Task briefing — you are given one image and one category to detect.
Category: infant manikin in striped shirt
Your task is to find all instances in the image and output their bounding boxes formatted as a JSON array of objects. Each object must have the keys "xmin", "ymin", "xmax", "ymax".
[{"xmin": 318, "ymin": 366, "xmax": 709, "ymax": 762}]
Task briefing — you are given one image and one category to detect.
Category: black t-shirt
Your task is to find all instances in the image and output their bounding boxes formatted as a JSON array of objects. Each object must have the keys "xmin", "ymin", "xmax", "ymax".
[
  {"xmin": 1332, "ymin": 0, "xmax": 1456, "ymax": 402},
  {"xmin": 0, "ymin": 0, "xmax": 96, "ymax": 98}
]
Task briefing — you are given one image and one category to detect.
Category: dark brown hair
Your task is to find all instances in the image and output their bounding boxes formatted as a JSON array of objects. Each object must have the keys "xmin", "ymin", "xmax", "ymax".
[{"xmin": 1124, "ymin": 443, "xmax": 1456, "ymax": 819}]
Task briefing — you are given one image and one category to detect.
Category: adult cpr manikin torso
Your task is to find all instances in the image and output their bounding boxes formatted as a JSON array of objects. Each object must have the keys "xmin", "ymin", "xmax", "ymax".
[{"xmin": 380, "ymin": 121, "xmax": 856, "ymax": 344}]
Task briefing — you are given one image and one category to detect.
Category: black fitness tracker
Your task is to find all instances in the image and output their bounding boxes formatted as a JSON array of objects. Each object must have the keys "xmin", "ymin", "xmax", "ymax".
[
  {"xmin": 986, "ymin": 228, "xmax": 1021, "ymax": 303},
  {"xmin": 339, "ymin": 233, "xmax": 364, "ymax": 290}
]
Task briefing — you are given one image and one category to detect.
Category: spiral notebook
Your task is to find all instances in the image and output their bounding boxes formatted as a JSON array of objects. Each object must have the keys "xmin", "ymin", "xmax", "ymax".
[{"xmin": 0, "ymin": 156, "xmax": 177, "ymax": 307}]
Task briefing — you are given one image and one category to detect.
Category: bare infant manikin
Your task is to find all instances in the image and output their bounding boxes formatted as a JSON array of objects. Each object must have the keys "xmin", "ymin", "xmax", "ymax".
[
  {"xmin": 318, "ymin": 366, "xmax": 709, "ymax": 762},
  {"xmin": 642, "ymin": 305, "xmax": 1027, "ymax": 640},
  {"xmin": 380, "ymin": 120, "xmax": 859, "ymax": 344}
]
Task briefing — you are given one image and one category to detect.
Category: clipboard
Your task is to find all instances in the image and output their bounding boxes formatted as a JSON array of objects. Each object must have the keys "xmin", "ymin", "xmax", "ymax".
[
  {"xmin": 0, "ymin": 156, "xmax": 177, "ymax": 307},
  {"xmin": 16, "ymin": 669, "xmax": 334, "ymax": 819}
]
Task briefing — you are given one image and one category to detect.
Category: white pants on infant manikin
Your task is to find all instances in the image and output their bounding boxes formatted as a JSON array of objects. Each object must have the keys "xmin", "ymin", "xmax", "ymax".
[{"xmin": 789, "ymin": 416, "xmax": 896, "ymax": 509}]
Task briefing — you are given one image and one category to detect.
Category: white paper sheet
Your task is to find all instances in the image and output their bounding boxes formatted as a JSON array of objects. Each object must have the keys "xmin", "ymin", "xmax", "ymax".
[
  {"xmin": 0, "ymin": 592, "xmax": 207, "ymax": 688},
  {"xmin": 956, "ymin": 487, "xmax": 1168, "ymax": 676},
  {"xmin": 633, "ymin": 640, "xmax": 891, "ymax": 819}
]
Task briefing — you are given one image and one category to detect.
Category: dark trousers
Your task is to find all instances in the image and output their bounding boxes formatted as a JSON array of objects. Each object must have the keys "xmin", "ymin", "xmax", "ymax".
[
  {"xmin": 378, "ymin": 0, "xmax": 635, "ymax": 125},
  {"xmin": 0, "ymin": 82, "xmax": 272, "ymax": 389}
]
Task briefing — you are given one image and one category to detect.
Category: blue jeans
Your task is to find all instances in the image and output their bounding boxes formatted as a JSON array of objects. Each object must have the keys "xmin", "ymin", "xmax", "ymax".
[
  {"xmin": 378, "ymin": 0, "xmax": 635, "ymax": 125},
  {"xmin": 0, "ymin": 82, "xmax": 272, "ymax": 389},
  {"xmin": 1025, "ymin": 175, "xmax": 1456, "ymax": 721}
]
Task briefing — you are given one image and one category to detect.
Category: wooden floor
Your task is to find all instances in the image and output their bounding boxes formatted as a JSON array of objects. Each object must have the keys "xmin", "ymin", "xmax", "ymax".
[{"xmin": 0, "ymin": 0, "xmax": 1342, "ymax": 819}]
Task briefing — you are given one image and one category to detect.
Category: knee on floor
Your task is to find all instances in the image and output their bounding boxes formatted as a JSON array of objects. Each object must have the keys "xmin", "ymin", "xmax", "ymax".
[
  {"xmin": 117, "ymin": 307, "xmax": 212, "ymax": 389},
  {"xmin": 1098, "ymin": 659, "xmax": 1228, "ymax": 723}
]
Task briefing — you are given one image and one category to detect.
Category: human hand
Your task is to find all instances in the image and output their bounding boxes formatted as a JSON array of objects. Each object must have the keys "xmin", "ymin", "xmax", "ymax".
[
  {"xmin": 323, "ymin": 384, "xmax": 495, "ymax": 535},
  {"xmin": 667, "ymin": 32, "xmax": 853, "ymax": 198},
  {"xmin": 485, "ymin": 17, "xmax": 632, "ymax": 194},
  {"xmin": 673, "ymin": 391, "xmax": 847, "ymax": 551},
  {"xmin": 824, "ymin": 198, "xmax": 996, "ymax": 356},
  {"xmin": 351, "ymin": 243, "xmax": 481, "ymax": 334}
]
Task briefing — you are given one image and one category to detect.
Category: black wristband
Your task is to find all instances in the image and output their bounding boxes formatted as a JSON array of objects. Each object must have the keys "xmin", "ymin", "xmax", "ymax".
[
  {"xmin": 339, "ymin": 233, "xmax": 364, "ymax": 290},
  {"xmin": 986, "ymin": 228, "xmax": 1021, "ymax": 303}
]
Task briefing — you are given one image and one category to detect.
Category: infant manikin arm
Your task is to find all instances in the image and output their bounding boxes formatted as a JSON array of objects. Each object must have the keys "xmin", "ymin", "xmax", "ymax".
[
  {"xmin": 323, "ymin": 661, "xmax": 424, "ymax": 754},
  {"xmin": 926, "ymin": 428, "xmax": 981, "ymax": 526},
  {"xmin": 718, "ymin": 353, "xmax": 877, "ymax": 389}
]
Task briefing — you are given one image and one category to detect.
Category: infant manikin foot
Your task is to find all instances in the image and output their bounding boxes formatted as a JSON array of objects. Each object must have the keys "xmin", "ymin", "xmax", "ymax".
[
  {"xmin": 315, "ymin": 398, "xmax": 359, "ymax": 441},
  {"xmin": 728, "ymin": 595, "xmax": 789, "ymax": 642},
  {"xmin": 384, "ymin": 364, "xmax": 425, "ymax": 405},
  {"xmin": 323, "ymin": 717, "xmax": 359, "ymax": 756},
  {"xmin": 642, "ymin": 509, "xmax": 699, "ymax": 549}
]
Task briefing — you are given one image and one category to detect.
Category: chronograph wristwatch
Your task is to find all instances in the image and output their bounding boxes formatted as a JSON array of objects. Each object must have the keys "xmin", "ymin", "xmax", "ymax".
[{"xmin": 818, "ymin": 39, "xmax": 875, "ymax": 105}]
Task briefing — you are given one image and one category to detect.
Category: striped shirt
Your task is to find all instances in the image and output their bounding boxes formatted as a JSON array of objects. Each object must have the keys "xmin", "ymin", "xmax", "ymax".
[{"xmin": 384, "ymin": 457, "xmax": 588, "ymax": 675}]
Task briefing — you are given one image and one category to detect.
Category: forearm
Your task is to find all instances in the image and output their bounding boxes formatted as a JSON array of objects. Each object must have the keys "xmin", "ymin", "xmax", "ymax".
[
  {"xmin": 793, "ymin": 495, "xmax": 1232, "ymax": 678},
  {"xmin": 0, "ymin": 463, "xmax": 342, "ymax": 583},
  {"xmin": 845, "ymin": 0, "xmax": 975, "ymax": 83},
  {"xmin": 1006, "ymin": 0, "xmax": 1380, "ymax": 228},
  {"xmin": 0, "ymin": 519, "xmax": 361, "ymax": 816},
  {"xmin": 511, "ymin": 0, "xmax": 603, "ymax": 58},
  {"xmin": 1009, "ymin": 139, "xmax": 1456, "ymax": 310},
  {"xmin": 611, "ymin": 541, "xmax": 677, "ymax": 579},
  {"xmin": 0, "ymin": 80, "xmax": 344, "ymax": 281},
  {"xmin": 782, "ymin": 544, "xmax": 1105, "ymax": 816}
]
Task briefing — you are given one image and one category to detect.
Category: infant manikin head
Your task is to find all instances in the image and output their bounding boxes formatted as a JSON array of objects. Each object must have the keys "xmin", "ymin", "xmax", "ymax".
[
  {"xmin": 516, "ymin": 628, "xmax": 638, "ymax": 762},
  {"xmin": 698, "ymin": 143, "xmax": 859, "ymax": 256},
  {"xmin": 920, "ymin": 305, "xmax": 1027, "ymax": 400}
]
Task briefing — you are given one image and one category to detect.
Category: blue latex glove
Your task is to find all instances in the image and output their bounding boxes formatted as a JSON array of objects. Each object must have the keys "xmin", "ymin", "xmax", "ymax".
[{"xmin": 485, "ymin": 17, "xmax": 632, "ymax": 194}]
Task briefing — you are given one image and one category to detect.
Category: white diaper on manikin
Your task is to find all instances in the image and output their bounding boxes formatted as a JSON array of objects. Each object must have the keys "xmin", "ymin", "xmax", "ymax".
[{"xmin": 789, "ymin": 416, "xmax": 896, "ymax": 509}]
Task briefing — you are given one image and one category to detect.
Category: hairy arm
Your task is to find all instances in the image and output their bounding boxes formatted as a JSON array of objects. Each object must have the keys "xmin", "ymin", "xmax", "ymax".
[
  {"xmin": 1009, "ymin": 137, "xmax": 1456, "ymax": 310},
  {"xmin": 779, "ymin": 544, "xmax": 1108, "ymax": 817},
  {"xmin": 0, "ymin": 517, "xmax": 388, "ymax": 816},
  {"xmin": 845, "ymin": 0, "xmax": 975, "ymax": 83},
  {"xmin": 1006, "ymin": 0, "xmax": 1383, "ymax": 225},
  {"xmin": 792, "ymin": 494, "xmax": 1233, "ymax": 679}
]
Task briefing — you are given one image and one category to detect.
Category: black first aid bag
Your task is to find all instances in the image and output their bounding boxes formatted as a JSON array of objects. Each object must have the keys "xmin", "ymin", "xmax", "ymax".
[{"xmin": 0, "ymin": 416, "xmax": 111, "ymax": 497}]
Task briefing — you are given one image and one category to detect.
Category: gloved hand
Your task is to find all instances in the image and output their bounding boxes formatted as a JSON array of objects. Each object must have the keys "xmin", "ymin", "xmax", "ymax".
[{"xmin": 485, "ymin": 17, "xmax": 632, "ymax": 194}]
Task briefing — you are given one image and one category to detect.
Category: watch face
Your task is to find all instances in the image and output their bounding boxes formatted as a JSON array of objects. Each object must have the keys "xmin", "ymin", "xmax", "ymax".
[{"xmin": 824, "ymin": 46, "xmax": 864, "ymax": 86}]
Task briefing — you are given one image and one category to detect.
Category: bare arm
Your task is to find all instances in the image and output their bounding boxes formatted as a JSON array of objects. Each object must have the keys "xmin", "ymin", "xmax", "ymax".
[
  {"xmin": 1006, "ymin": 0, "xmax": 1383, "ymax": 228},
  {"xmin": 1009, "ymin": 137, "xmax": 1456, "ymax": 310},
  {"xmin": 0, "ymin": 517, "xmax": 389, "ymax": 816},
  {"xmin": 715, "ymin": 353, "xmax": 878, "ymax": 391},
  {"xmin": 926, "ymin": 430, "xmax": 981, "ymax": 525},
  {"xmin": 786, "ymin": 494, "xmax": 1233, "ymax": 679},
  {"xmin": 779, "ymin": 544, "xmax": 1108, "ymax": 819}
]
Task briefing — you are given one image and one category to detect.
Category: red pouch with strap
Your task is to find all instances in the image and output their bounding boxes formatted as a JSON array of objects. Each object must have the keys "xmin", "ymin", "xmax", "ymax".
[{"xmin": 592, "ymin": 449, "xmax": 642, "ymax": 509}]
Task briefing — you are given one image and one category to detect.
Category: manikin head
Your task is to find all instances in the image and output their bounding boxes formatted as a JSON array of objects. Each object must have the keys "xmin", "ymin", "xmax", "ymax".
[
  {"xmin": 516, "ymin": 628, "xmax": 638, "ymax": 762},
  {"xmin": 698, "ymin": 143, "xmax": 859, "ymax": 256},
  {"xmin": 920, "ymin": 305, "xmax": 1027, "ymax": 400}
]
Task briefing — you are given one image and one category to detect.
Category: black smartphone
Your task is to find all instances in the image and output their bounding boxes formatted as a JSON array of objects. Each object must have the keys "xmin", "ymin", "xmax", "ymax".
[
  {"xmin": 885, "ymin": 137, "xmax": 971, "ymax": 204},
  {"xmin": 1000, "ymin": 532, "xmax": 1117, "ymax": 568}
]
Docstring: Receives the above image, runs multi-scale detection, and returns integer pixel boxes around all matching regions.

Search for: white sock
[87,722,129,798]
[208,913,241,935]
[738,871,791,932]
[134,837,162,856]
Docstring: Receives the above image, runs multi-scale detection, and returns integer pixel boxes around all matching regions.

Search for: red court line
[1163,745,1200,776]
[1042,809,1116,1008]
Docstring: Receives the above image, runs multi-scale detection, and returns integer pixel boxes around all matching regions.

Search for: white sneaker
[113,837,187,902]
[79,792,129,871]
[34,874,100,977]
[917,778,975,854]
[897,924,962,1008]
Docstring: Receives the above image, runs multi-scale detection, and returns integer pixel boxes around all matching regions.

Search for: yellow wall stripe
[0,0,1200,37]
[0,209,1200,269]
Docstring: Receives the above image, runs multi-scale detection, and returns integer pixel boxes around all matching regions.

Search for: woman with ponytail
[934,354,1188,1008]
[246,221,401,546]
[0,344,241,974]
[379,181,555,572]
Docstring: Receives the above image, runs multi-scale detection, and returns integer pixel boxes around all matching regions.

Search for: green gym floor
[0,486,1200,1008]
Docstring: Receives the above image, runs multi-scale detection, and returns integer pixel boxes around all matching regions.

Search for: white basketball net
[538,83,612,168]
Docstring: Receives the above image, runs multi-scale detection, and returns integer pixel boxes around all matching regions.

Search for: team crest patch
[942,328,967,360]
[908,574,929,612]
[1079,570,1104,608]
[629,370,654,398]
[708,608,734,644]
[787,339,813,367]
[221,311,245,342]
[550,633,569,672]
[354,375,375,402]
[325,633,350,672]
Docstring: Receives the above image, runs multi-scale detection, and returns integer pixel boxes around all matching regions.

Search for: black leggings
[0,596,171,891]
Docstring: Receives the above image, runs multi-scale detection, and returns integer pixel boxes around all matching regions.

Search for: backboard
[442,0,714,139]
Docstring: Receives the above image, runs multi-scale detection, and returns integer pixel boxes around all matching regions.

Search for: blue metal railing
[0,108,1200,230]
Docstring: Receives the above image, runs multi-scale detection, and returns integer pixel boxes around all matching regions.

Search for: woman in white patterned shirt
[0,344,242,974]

### Requirement
Reproduce verbatim the lines from the start of the items through the line containing "Category: infant manikin in striped shirt", including both.

### Output below
Task briefing — you are given one image and one category to detect.
Category: infant manikin in striped shirt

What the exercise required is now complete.